• Exercise: Repeat verbatim every line of the material, beginning at the line that holds "the rhinoceros horn" and ending at its last line.

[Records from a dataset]
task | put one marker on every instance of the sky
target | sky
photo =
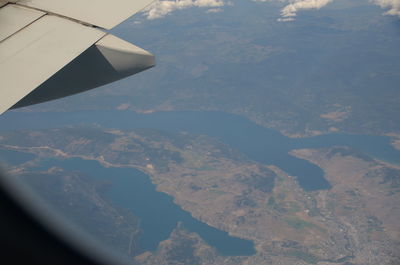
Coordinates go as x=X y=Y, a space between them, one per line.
x=288 y=12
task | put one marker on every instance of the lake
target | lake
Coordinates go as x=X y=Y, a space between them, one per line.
x=160 y=214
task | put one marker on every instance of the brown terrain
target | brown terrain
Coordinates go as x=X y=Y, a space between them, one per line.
x=354 y=222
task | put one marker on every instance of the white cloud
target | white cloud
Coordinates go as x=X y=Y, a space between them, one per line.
x=160 y=8
x=290 y=11
x=392 y=5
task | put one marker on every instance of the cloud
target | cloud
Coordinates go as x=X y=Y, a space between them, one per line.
x=290 y=11
x=160 y=8
x=392 y=5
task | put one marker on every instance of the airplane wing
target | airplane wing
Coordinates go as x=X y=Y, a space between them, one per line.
x=55 y=48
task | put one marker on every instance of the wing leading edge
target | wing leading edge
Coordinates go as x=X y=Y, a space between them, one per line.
x=44 y=56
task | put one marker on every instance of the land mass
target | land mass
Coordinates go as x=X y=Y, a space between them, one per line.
x=354 y=222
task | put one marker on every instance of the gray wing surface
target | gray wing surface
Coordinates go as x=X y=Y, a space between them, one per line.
x=51 y=48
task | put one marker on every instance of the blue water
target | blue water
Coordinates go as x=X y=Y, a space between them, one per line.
x=12 y=157
x=159 y=215
x=258 y=143
x=134 y=190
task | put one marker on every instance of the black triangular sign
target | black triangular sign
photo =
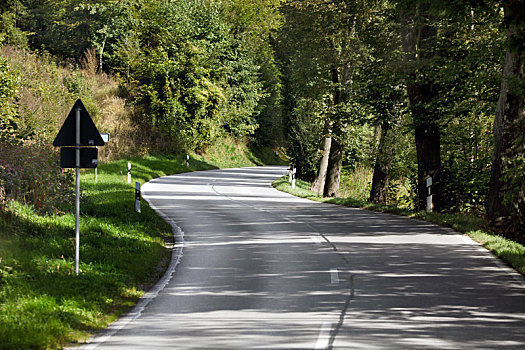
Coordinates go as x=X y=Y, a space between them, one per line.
x=89 y=135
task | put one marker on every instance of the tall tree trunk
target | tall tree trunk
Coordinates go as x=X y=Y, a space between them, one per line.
x=418 y=36
x=335 y=163
x=320 y=180
x=327 y=181
x=385 y=155
x=510 y=114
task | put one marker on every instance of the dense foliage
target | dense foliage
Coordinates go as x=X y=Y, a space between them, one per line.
x=399 y=90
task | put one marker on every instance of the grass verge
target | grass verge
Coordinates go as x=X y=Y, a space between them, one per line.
x=509 y=251
x=43 y=304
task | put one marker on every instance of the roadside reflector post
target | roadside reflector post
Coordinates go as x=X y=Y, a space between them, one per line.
x=137 y=196
x=429 y=194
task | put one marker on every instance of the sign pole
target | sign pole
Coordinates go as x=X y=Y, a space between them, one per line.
x=77 y=196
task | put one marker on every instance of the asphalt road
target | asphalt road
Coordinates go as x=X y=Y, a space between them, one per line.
x=255 y=268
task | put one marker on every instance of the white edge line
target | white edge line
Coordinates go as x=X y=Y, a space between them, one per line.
x=136 y=311
x=323 y=340
x=487 y=254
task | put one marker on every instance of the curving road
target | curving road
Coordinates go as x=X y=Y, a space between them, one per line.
x=260 y=269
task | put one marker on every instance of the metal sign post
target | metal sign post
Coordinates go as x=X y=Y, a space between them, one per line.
x=77 y=195
x=78 y=138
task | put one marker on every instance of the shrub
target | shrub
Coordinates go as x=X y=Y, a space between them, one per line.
x=30 y=173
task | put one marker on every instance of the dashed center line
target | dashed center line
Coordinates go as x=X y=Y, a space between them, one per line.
x=323 y=340
x=334 y=276
x=316 y=239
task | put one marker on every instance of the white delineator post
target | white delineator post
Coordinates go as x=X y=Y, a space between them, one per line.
x=77 y=195
x=137 y=196
x=429 y=195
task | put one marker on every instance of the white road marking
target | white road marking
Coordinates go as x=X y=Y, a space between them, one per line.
x=316 y=239
x=323 y=340
x=334 y=276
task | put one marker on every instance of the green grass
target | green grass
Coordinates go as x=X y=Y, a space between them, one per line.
x=43 y=304
x=509 y=251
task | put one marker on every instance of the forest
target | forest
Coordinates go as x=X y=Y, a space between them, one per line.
x=368 y=98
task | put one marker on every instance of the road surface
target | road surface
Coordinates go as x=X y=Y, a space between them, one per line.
x=255 y=268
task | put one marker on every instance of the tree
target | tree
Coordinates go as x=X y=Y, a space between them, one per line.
x=322 y=39
x=505 y=206
x=419 y=36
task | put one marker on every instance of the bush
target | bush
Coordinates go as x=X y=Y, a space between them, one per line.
x=30 y=173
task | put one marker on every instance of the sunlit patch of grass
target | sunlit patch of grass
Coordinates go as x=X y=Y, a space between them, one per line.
x=509 y=251
x=43 y=304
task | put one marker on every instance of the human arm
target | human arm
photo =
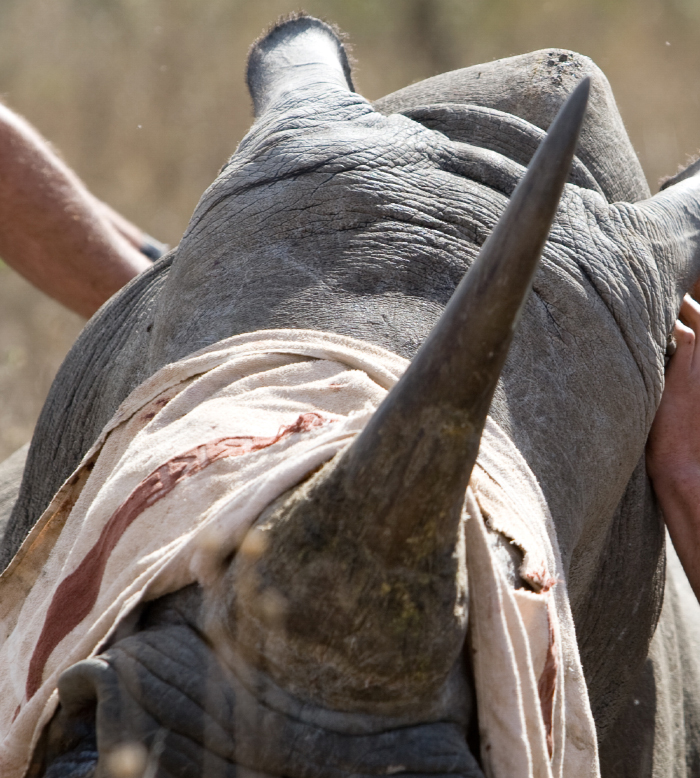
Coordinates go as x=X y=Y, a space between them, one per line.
x=52 y=230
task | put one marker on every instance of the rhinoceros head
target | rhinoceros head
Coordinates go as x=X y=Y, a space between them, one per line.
x=333 y=216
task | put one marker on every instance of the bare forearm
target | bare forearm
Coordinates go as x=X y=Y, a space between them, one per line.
x=673 y=450
x=679 y=495
x=52 y=230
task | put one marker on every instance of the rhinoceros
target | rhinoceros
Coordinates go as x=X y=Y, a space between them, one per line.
x=336 y=214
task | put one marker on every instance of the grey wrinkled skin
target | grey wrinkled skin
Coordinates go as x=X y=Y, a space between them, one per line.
x=334 y=214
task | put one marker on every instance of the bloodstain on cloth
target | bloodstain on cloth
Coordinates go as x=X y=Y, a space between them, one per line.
x=76 y=595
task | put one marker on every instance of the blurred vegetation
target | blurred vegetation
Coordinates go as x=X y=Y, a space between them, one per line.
x=146 y=100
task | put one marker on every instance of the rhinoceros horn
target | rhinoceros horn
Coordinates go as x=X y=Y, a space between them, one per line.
x=351 y=590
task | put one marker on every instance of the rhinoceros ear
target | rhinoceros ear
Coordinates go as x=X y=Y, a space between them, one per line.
x=296 y=52
x=365 y=561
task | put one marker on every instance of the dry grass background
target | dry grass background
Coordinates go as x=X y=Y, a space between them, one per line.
x=146 y=100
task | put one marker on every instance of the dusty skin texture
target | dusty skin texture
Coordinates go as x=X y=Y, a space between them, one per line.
x=334 y=216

• Answer:
task | put one marker on every instance of the rhinoceros horn
target | rhinoceros horn
Coordinates go as x=X y=Y, a space between them, one per line.
x=351 y=590
task | put one marker on every instance of the rhinoceros ear
target | rhinoceros ear
Coordinates go as x=X y=Y, a space between them, one per line.
x=296 y=52
x=365 y=561
task | put one marker on every instance of the dry grass background
target | dry grass background
Coordinates go as x=X y=Y, a space between them, one per line.
x=146 y=100
task | put one marker on every instance of the dusty skin texture
target | dusty skin texture
Coordinates go as x=X y=Y, a space between them, one per line.
x=334 y=216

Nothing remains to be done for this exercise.